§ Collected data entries
-=-=-

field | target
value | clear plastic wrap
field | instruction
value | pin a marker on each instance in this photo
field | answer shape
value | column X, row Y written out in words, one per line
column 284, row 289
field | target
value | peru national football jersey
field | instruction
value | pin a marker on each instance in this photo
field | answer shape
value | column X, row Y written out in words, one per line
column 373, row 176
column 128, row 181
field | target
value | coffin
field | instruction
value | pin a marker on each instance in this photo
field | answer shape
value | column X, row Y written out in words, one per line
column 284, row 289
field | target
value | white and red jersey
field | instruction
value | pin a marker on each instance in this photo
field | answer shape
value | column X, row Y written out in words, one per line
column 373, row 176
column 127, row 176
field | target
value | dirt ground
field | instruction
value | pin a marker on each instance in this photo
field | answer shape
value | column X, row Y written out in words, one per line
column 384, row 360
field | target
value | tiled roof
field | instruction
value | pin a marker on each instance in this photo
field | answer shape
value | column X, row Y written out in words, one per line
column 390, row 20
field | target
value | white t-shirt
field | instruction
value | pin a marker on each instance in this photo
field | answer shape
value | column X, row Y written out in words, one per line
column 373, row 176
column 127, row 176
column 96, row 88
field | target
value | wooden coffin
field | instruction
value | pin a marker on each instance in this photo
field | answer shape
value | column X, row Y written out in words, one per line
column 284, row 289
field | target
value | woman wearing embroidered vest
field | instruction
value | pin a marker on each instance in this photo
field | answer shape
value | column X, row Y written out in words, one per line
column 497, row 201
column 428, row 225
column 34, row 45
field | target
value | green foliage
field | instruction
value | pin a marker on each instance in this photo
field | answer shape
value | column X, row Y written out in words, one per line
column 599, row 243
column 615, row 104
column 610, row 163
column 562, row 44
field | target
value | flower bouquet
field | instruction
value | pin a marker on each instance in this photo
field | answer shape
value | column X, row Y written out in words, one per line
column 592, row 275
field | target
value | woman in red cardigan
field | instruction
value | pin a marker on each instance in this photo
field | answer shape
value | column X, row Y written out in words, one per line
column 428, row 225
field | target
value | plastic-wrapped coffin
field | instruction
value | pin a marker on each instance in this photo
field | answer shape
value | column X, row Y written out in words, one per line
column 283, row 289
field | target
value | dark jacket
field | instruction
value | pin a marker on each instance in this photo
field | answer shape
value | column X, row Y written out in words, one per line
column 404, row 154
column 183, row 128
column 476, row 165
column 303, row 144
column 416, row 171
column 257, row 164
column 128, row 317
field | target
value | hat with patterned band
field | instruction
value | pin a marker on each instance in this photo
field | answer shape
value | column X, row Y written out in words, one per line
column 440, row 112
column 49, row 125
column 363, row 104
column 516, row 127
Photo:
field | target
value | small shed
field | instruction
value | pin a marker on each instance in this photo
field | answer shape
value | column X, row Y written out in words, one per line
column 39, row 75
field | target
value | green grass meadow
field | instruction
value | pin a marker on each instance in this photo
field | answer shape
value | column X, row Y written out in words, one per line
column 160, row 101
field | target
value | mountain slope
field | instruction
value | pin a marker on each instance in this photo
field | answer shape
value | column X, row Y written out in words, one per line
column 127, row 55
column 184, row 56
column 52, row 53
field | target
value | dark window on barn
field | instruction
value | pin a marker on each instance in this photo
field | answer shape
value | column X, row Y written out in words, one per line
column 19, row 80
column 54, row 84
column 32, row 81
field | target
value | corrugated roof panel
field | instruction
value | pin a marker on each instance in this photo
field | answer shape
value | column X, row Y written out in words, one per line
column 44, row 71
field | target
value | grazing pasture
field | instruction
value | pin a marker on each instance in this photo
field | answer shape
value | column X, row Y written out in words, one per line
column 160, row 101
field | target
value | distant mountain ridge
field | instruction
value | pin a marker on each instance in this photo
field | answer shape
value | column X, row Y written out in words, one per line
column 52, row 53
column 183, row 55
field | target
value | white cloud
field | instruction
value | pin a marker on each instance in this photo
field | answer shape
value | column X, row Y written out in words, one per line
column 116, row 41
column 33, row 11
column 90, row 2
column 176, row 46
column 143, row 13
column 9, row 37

-=-=-

§ What you should do
Repeat every line of the listing above word for word.

§ Answer below
field | target
value | clear plastic wrap
field | instruction
value | pin a marker on each instance in this photo
field | answer shape
value | column X, row Y written out in words, one per line
column 284, row 289
field | target
value | peru national football jersey
field | instruction
value | pin a marker on each instance in this photo
field | answer shape
value | column X, row Y written out in words, one per line
column 373, row 176
column 128, row 181
field | target
value | coffin
field | instruction
value | pin a marker on each instance in this photo
field | answer shape
value | column X, row Y written out in words, one per line
column 284, row 289
field | target
value | white and red jersey
field | instruction
value | pin a marker on each instance in this photo
field | answer shape
value | column X, row Y written out in words, one per line
column 373, row 176
column 127, row 176
field | target
value | dirt ground
field | instruction
value | pin a marker on each instance in this photo
field | answer shape
value | column X, row Y written out in words, one per line
column 384, row 360
field | target
value | tiled roof
field | instruction
value | pin a marker on each instance in this photo
field | answer shape
value | column X, row Y written out in words, one per line
column 390, row 20
field | target
value | white t-shirt
field | instruction
value | pin a marker on each instance in this photo
field | answer shape
value | column X, row Y written out in words, one per line
column 373, row 176
column 127, row 176
column 96, row 88
field | target
value | wooden coffin
field | instruction
value | pin a marker on each instance in this photo
field | answer shape
value | column X, row Y written out in words, one per line
column 284, row 289
field | target
value | woman wearing embroidered vest
field | instruction
value | pin a marker on each instance in this photo
field | answer shape
value | column X, row Y written out in words, one per line
column 497, row 201
column 428, row 225
column 34, row 45
field | target
value | green foliage
field | instruction
value | pin a marker on each instance in this photo
field | answer shape
value | column X, row Y written out in words, one per line
column 599, row 243
column 615, row 104
column 610, row 163
column 562, row 44
field | target
value | flower bouquet
field | instruction
value | pin a marker on each instance in this photo
field | answer shape
value | column X, row Y written out in words, one per line
column 592, row 275
field | target
value | woman in red cardigan
field | instruction
value | pin a marker on each instance in this photo
field | answer shape
value | column X, row Y written out in words, one per line
column 428, row 225
field | target
value | plastic-wrapped coffin
field | instruction
value | pin a marker on each instance in this photo
field | answer shape
value | column X, row Y written out in words, one per line
column 283, row 289
field | target
value | dark jacket
field | instruction
value | pin a marker on each instance in this photo
field | answer shape
value | column X, row Y written out in words, one per line
column 404, row 154
column 183, row 128
column 476, row 165
column 303, row 144
column 416, row 171
column 257, row 164
column 128, row 317
field | target
value | hat with patterned band
field | instruction
value | pin a marker on each instance in this photo
field | answer shape
value | column X, row Y written out in words, one per line
column 440, row 112
column 49, row 125
column 363, row 104
column 516, row 127
Photo:
field | target
value | small shed
field | instruction
value | pin a marker on each instance in this photo
field | answer shape
value | column X, row Y written out in words, one per line
column 39, row 75
field | target
value | green grass meadow
field | instruction
value | pin a marker on each instance in this photo
field | answer shape
value | column X, row Y written out in words, one per line
column 160, row 101
field | target
value | mountain slope
field | instruction
value | pin a marker on each instance in this photo
field | answer shape
value | column X, row Y written out in words, one per line
column 127, row 55
column 184, row 56
column 52, row 53
field | target
value | dark window on barn
field | instruction
value | pin a marker on each instance in this photo
field | answer shape
value | column X, row Y written out in words, one per line
column 19, row 80
column 54, row 84
column 32, row 81
field | target
value | corrugated roof panel
field | instruction
value | pin a marker on each instance in this photo
field | answer shape
value | column X, row Y written out in words, one per line
column 44, row 71
field | target
value | grazing pasture
field | instruction
value | pin a marker on each instance in this photo
field | answer shape
value | column X, row Y written out in words, one per line
column 160, row 101
field | target
value | distant mountain ridge
field | instruction
value | pin a marker on each instance in this photo
field | answer shape
value | column X, row Y written out in words, one per line
column 52, row 53
column 183, row 55
field | target
value | white cloud
field | instruction
value | pin a marker on each instance in this photo
field | answer shape
value | column X, row Y written out in words, one per line
column 116, row 41
column 33, row 11
column 90, row 2
column 176, row 46
column 143, row 13
column 9, row 37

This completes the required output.